**Your task:** Reproduce the following data verbatim, keeping every line in its original order and form.

**Records provided:**
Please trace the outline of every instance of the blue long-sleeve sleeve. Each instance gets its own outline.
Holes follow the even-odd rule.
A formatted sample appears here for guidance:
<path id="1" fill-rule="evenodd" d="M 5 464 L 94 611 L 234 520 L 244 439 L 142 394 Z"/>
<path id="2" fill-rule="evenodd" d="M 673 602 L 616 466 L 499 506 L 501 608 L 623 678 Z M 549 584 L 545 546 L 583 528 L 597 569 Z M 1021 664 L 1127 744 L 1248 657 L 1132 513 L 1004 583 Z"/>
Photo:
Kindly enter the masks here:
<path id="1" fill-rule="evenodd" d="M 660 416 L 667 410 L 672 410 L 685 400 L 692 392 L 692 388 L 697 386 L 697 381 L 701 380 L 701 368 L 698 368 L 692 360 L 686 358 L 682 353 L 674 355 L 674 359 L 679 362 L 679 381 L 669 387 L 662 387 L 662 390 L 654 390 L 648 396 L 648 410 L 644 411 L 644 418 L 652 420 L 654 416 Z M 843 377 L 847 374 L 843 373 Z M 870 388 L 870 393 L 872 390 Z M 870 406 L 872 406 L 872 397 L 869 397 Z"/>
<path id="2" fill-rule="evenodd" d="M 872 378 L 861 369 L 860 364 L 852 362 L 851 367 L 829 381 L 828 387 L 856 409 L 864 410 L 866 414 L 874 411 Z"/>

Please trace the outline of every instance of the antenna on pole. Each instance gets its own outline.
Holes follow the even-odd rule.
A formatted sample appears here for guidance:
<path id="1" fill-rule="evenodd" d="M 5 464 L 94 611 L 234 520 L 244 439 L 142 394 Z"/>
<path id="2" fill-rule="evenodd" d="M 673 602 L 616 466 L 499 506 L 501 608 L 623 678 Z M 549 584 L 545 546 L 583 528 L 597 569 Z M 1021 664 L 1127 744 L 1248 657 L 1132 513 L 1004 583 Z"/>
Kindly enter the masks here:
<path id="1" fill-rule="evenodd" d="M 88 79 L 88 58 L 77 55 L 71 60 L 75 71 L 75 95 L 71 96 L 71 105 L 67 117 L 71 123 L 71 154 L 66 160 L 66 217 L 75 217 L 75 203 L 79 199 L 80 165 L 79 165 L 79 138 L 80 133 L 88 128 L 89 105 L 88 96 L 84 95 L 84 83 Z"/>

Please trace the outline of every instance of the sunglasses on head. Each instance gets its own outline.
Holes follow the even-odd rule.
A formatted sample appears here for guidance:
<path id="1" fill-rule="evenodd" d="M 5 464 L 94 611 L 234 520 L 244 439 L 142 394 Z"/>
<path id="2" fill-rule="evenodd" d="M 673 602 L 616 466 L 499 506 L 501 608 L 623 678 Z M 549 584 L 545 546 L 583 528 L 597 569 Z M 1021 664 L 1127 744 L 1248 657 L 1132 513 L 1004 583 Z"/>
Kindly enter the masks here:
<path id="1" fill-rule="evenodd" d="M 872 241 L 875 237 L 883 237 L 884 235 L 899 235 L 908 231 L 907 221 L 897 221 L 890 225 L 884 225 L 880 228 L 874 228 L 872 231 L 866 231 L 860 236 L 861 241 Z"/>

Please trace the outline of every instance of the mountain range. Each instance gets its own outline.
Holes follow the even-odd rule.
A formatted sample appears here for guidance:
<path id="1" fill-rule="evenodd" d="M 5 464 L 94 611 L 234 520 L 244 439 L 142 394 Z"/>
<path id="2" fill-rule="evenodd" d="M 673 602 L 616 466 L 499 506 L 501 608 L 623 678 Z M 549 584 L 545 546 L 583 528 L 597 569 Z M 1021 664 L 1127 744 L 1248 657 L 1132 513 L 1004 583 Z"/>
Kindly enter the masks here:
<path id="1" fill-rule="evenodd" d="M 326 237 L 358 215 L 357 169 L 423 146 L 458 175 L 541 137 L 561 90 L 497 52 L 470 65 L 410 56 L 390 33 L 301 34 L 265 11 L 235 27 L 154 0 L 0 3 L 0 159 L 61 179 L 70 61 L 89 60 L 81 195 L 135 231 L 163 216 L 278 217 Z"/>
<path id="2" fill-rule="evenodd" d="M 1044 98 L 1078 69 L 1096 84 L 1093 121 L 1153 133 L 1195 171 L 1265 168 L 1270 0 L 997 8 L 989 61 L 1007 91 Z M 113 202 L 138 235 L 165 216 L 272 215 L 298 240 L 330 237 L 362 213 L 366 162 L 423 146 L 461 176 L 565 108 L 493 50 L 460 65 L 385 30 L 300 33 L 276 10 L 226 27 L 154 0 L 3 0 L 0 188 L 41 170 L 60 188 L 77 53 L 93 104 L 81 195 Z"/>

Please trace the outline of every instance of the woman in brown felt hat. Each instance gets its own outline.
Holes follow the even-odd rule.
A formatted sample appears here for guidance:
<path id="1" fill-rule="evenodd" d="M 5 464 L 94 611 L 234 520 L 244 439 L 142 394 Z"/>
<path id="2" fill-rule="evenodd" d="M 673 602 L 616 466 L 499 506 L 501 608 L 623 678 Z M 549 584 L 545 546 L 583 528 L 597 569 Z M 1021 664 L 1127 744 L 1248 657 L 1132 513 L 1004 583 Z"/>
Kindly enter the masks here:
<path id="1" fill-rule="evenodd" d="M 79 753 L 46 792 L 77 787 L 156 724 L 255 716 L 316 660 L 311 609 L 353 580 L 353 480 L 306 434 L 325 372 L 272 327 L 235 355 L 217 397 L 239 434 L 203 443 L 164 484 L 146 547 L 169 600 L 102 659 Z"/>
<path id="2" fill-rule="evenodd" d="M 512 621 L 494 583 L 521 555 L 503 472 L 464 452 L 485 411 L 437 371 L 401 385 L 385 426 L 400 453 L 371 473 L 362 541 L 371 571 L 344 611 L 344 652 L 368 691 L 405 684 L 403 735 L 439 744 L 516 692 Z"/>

**Expected output:**
Please trace the outline of every instance of the blue long-sleeve sleeve. Each instance gets its own outline.
Holes follow the even-odd rule.
A formatted sample appears here for guidance:
<path id="1" fill-rule="evenodd" d="M 5 464 L 94 611 L 234 520 L 244 439 L 142 394 Z"/>
<path id="2" fill-rule="evenodd" d="M 673 602 L 616 466 L 499 506 L 501 608 L 623 678 Z M 549 584 L 545 546 L 583 528 L 597 569 Z M 1021 664 L 1127 744 L 1248 657 L 1132 513 L 1004 583 Z"/>
Photo:
Kindly enter the masks here:
<path id="1" fill-rule="evenodd" d="M 660 416 L 667 410 L 672 410 L 685 400 L 692 392 L 692 388 L 697 386 L 697 381 L 701 380 L 701 368 L 698 368 L 692 360 L 686 358 L 682 353 L 674 355 L 674 359 L 679 362 L 679 381 L 669 387 L 662 387 L 662 390 L 654 390 L 648 396 L 648 410 L 644 411 L 644 418 L 652 420 L 654 416 Z M 843 377 L 847 374 L 843 373 Z M 870 388 L 870 393 L 872 390 Z M 870 406 L 872 406 L 872 397 L 869 397 Z"/>
<path id="2" fill-rule="evenodd" d="M 872 378 L 861 369 L 860 364 L 852 362 L 851 367 L 829 381 L 828 387 L 856 409 L 864 410 L 866 414 L 874 411 Z"/>

Please trace the outline of every instance of the antenna on pole. Each instance gets its own outline.
Holes follow the even-odd rule.
A formatted sample appears here for guidance:
<path id="1" fill-rule="evenodd" d="M 5 464 L 94 611 L 234 520 L 244 439 L 142 394 Z"/>
<path id="2" fill-rule="evenodd" d="M 673 602 L 616 466 L 499 506 L 501 608 L 623 678 Z M 549 584 L 545 546 L 583 528 L 597 569 Z M 1021 664 L 1127 744 L 1248 657 L 1132 513 L 1004 583 Z"/>
Kindly enter the masks here:
<path id="1" fill-rule="evenodd" d="M 88 79 L 88 58 L 77 55 L 71 60 L 75 71 L 75 95 L 71 96 L 71 105 L 67 117 L 71 123 L 71 154 L 66 160 L 66 217 L 75 217 L 75 203 L 79 199 L 80 165 L 79 165 L 79 138 L 80 133 L 88 128 L 89 105 L 88 96 L 84 95 L 84 83 Z"/>

Please trace the outline of every instance of the sunglasses on head. Each instance gets its own outline.
Holes follow the even-odd rule.
A formatted sample appears here for guidance:
<path id="1" fill-rule="evenodd" d="M 5 464 L 94 611 L 234 520 L 244 439 L 142 394 Z"/>
<path id="2" fill-rule="evenodd" d="M 673 602 L 616 466 L 499 506 L 501 608 L 623 678 Z M 549 584 L 545 546 L 583 528 L 597 569 Z M 1021 664 L 1127 744 L 1248 657 L 1132 513 L 1004 583 Z"/>
Kindly enter the masks here:
<path id="1" fill-rule="evenodd" d="M 872 241 L 875 237 L 883 237 L 884 235 L 899 235 L 908 231 L 907 221 L 897 221 L 890 225 L 884 225 L 880 228 L 874 228 L 872 231 L 866 231 L 860 236 L 861 241 Z"/>

Please trace the outline of every instance of the mountain range. Each instance gets its own outline.
Holes follow the even-odd rule.
A formatted sample appears here for guidance:
<path id="1" fill-rule="evenodd" d="M 5 464 L 94 611 L 234 520 L 244 439 L 142 394 Z"/>
<path id="2" fill-rule="evenodd" d="M 673 602 L 616 466 L 499 506 L 501 608 L 623 678 Z M 549 584 L 545 546 L 583 528 L 597 569 Z M 1021 664 L 1127 744 L 1248 657 L 1132 513 L 1004 583 Z"/>
Kindly enter the masks here:
<path id="1" fill-rule="evenodd" d="M 326 237 L 358 215 L 357 169 L 423 146 L 458 175 L 541 137 L 561 90 L 497 52 L 470 65 L 410 56 L 390 33 L 301 34 L 265 11 L 235 27 L 154 0 L 0 3 L 0 159 L 61 179 L 70 61 L 89 60 L 81 195 L 135 231 L 163 216 L 278 217 Z"/>
<path id="2" fill-rule="evenodd" d="M 1044 98 L 1078 69 L 1096 84 L 1093 121 L 1153 133 L 1195 171 L 1265 168 L 1270 0 L 997 8 L 989 61 L 1007 91 Z M 113 202 L 138 235 L 165 216 L 272 215 L 298 240 L 330 237 L 362 213 L 366 162 L 423 146 L 461 176 L 565 108 L 493 50 L 460 65 L 385 30 L 300 33 L 276 10 L 226 27 L 154 0 L 3 0 L 0 188 L 41 170 L 60 188 L 77 53 L 93 104 L 81 195 Z"/>

Please trace the outline of every instance of the woman in brown felt hat. Each instance gets its own outline.
Holes follow the even-odd rule.
A formatted sample appears here for guidance:
<path id="1" fill-rule="evenodd" d="M 5 464 L 94 611 L 234 520 L 244 439 L 142 394 Z"/>
<path id="2" fill-rule="evenodd" d="M 673 602 L 616 466 L 499 506 L 501 608 L 623 678 Z M 549 584 L 545 546 L 583 528 L 597 569 Z M 1021 664 L 1127 744 L 1248 657 L 1132 513 L 1004 583 Z"/>
Kindly enter the masks here:
<path id="1" fill-rule="evenodd" d="M 79 753 L 46 792 L 77 787 L 156 724 L 255 716 L 316 660 L 311 609 L 353 580 L 353 480 L 306 434 L 325 372 L 272 327 L 235 355 L 217 397 L 239 434 L 203 443 L 164 484 L 146 547 L 169 600 L 102 659 Z"/>
<path id="2" fill-rule="evenodd" d="M 512 621 L 494 583 L 521 555 L 503 472 L 464 452 L 485 411 L 437 371 L 401 385 L 385 426 L 400 453 L 371 473 L 362 541 L 371 571 L 344 611 L 344 652 L 368 691 L 405 684 L 403 735 L 439 744 L 516 692 Z"/>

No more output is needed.